▶ _Stored records_
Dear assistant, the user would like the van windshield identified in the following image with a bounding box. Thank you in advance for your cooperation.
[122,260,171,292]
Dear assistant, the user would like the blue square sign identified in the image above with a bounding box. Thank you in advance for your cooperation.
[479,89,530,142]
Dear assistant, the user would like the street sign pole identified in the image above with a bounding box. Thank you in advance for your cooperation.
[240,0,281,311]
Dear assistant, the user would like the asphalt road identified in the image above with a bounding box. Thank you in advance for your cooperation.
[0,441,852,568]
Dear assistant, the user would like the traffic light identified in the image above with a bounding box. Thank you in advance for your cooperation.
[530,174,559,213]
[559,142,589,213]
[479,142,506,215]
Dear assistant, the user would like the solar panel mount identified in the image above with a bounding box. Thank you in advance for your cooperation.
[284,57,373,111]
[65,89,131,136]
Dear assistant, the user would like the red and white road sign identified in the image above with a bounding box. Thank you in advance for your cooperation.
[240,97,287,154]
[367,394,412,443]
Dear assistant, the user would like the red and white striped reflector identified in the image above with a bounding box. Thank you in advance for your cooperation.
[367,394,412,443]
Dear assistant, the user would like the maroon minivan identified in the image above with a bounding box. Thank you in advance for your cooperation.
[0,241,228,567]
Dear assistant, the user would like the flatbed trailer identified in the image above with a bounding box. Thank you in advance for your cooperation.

▶ _Stated task_
Render each line of the data above as one string in a JSON list, and omit any blank lines.

▶ _Correct answer_
[
  "Dear assistant, the user would like the van windshield identified in the following image with a bounding box. Thank you in advance for your cooperation.",
  "[122,260,171,292]",
  "Dear assistant, the user would like the blue square sign identified in the image above with a bounding box. Thank you in advance for your cooperation.",
  "[479,89,530,142]",
  "Dear assistant, the user would like the street sign pole identified in the image above with a bounding box. Thank you in advance for your cooperation.",
  "[240,0,281,311]",
  "Dear assistant, the user would like the asphalt road identified in the image above with a bounding box. Thank you in advance for your cooperation.",
  "[0,441,852,568]",
  "Dear assistant, the user would like the traffic light identified in the image above with a bounding box. Thank you in advance for your cooperation.",
  "[530,174,559,213]",
  "[559,142,589,213]",
  "[479,142,506,215]",
  "Dear assistant, the user would like the solar panel mount identified in the image above with a bounding box. Thank you in advance for your cooperation.",
  "[284,57,373,111]",
  "[65,89,131,136]",
  "Dear assistant, the user would like the red and white road sign identified in the image above with a bounding box. Thank you in advance for your cooperation.",
  "[240,97,287,154]",
  "[367,394,412,443]",
  "Dear assistant, the user would like the red and white striped reflector identified in the image above with a bounding box. Thank you in advance for your cooperation.",
  "[367,394,412,443]",
  "Dear assistant, the user would like the maroon minivan identified in the image above with a bounding box. Thank you in advance for your cooperation.",
  "[0,241,228,567]",
  "Dear assistant, the user would like the flatbed trailer identified in the image above with a bounding box. Thank you in advance for your cooperation."
]